►

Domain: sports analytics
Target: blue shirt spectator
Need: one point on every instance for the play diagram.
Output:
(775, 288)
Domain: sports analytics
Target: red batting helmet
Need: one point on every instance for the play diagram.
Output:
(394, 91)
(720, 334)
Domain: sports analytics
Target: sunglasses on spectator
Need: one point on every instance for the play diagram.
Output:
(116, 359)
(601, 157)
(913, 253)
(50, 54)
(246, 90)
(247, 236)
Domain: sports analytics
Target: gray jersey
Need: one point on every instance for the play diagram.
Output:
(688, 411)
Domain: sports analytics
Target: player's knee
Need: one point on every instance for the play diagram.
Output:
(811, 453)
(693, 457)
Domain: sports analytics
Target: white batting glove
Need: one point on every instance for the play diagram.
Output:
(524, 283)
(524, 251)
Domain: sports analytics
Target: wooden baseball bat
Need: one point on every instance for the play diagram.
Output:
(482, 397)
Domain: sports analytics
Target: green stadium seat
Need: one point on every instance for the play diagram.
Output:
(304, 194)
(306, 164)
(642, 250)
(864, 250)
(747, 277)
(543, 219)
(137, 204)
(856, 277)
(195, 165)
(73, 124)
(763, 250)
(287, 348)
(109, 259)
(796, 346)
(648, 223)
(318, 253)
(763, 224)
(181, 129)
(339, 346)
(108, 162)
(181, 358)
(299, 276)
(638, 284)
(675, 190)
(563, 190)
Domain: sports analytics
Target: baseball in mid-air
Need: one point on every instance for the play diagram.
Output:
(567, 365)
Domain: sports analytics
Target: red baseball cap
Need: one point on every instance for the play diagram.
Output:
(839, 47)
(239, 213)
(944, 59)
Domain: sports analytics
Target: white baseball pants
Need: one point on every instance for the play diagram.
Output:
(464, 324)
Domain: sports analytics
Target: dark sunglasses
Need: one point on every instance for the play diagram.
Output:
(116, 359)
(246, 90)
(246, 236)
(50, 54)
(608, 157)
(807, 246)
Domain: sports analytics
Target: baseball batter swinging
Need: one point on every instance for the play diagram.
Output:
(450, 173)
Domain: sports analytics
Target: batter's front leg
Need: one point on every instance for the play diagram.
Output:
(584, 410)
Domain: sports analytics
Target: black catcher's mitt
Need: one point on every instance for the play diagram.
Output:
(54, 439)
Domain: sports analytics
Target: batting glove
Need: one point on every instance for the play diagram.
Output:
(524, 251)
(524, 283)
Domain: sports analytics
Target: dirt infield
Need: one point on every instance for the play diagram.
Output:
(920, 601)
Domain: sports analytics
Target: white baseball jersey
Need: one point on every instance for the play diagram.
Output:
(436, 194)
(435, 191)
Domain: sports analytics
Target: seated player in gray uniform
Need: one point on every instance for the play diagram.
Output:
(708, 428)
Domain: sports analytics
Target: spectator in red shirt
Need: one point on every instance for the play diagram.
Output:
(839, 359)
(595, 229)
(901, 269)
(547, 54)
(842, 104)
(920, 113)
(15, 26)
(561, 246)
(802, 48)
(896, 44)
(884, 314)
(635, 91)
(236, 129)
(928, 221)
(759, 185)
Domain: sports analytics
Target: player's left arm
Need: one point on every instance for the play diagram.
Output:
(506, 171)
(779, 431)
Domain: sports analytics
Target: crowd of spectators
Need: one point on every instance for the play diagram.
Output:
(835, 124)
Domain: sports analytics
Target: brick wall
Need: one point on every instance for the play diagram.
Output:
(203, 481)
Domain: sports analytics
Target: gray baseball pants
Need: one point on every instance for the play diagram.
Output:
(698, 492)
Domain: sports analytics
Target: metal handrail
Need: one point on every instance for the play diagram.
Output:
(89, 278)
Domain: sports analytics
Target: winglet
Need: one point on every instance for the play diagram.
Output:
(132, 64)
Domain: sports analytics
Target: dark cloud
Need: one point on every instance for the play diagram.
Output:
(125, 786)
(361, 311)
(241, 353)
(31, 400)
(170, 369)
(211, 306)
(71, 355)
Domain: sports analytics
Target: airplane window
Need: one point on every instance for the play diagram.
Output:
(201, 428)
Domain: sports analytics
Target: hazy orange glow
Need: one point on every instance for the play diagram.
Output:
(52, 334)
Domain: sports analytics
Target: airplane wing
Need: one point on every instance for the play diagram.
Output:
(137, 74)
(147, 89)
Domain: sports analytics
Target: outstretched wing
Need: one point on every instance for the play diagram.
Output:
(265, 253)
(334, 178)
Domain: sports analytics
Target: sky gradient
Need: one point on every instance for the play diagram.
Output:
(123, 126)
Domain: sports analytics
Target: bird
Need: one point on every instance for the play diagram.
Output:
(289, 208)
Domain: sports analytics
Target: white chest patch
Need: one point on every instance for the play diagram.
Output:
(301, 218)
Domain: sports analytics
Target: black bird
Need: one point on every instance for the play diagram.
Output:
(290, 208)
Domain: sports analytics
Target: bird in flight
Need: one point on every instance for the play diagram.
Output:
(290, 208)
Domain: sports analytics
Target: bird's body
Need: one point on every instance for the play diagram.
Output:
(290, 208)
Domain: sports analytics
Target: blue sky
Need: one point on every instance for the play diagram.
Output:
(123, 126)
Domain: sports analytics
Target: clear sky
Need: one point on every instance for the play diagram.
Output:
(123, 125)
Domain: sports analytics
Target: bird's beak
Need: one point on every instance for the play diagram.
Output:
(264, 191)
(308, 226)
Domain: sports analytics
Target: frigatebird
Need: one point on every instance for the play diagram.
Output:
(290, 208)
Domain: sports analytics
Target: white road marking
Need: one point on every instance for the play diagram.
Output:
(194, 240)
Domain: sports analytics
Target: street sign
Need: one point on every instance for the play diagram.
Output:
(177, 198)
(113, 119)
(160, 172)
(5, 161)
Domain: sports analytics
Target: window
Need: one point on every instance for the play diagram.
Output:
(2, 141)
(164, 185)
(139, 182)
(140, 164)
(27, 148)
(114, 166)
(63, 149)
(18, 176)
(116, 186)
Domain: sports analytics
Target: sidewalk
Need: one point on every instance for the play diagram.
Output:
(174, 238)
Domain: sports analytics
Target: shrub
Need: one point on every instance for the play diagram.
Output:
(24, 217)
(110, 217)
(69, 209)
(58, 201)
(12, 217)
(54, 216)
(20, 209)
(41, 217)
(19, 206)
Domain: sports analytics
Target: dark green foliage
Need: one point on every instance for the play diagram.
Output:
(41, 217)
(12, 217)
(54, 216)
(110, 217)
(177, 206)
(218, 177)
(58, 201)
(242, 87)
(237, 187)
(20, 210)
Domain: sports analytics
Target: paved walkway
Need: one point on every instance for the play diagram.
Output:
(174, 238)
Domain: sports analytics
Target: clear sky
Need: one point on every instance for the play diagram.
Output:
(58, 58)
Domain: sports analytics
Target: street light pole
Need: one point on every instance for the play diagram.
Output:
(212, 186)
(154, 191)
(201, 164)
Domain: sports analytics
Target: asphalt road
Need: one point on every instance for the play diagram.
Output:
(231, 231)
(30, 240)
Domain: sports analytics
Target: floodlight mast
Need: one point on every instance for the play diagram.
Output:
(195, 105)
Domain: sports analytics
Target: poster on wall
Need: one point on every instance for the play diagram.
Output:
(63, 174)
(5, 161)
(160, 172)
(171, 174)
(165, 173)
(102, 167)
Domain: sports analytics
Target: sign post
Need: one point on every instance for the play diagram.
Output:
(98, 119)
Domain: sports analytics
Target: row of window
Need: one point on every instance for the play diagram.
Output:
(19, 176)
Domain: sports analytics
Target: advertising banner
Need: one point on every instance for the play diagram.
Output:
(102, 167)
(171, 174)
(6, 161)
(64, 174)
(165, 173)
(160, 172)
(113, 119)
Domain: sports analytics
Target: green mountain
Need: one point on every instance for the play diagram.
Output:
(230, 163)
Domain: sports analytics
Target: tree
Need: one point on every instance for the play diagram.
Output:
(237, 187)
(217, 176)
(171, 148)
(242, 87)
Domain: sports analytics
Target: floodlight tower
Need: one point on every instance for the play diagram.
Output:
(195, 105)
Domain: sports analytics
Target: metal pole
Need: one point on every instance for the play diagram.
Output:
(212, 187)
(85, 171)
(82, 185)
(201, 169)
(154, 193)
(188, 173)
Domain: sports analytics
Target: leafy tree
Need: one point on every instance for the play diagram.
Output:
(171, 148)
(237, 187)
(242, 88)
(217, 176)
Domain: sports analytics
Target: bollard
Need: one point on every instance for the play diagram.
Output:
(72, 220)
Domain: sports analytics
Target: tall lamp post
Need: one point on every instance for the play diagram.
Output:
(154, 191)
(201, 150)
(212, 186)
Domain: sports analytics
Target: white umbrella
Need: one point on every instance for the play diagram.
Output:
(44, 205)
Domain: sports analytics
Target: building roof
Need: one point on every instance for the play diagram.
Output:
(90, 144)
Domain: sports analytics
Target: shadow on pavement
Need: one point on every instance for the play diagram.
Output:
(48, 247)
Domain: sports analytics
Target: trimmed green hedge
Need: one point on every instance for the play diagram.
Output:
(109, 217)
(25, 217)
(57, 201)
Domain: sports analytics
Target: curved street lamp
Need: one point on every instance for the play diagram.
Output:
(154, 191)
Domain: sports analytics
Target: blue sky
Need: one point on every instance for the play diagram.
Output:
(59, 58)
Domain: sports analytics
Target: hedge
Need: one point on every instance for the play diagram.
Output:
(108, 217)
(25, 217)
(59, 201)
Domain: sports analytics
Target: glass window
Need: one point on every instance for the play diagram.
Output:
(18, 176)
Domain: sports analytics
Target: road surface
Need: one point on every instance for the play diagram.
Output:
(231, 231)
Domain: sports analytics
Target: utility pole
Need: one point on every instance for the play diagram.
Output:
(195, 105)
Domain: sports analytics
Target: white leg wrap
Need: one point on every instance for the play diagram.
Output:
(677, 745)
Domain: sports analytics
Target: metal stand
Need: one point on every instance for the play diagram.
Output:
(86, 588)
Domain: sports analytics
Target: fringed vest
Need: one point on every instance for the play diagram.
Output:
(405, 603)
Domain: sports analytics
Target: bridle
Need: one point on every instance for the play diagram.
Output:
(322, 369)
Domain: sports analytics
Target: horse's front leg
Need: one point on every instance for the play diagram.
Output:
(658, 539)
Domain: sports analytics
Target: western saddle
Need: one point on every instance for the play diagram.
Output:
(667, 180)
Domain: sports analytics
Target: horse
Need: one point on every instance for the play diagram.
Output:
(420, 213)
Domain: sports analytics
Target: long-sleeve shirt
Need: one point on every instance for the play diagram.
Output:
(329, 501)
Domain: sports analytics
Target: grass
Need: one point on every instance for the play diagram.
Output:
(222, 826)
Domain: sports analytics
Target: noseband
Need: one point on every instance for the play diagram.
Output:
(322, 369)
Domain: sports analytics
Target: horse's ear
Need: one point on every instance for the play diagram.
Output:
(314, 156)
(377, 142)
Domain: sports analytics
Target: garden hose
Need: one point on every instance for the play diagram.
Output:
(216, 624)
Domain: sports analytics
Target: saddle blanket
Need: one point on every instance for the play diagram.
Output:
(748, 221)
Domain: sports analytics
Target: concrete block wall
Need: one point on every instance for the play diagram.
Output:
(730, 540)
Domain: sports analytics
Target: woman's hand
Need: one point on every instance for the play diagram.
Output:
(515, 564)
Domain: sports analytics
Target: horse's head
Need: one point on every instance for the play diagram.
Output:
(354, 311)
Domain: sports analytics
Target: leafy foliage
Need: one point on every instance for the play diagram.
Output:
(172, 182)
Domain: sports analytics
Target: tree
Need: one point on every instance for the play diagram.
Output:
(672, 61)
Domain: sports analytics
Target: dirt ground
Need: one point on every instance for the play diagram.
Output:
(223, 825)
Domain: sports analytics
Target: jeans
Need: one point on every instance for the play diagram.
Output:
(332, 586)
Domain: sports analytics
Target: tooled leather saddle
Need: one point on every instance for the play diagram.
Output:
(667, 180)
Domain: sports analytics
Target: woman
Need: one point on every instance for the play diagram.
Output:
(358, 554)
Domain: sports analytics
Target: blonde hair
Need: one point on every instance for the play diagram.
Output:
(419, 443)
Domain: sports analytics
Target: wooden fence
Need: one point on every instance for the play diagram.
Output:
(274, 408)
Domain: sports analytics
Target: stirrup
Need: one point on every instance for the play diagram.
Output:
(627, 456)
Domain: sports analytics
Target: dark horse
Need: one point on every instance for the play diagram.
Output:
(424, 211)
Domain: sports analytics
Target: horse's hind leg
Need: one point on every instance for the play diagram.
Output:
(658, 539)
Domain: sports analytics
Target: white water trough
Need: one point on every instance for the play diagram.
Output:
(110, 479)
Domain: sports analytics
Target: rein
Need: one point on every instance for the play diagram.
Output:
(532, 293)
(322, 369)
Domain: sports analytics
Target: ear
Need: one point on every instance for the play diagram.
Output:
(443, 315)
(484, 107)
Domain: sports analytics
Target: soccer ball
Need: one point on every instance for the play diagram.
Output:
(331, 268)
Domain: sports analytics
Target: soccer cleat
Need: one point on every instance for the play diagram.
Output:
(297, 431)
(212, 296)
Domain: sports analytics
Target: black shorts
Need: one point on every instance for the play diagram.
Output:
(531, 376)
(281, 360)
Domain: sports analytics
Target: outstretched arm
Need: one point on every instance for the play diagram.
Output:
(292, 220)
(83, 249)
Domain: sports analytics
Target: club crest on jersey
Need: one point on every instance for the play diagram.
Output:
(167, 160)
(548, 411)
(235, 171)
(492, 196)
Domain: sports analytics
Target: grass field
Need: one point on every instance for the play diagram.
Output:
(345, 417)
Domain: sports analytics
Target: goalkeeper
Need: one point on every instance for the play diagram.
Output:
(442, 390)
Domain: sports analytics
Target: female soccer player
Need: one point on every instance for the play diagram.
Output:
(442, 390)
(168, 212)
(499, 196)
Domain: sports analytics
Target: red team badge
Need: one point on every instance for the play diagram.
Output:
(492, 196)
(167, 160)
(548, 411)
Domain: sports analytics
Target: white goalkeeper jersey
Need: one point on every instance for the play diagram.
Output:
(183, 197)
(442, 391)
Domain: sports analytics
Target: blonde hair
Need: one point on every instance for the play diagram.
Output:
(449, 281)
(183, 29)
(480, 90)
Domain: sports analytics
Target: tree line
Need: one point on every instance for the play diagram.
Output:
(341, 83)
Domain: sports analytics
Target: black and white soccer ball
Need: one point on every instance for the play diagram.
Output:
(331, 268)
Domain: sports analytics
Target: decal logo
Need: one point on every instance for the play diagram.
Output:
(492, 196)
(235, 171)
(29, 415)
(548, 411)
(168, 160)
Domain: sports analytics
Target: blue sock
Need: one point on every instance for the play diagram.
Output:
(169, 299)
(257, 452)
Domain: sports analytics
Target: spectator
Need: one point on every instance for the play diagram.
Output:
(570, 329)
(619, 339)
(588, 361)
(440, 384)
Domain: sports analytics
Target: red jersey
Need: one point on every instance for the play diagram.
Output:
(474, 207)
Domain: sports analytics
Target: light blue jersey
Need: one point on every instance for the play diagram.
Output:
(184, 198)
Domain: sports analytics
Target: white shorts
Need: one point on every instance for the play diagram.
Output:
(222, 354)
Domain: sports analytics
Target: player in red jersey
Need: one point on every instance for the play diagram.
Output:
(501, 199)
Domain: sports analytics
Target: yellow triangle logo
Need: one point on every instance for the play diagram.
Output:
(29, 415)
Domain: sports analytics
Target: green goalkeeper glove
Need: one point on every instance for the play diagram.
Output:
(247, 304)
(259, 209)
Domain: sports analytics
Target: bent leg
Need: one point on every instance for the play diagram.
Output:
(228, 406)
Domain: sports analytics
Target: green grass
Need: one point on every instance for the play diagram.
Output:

◄

## WHAT THE TASK ASKS
Please, from the material above, copy only the lines from the line with "Target: grass field" up to and including the line with "Target: red team badge", exactly as written.

## SOLUTION
Target: grass field
Need: one point on every instance for the play diagram.
Output:
(345, 417)
Domain: sports analytics
Target: goalkeeper
Need: one point on every instance for the play diagram.
Output:
(442, 390)
Domain: sports analytics
Target: female soccer player
Need: one point on every instance for the play diagram.
Output:
(442, 390)
(168, 212)
(499, 196)
Domain: sports analytics
Target: red team badge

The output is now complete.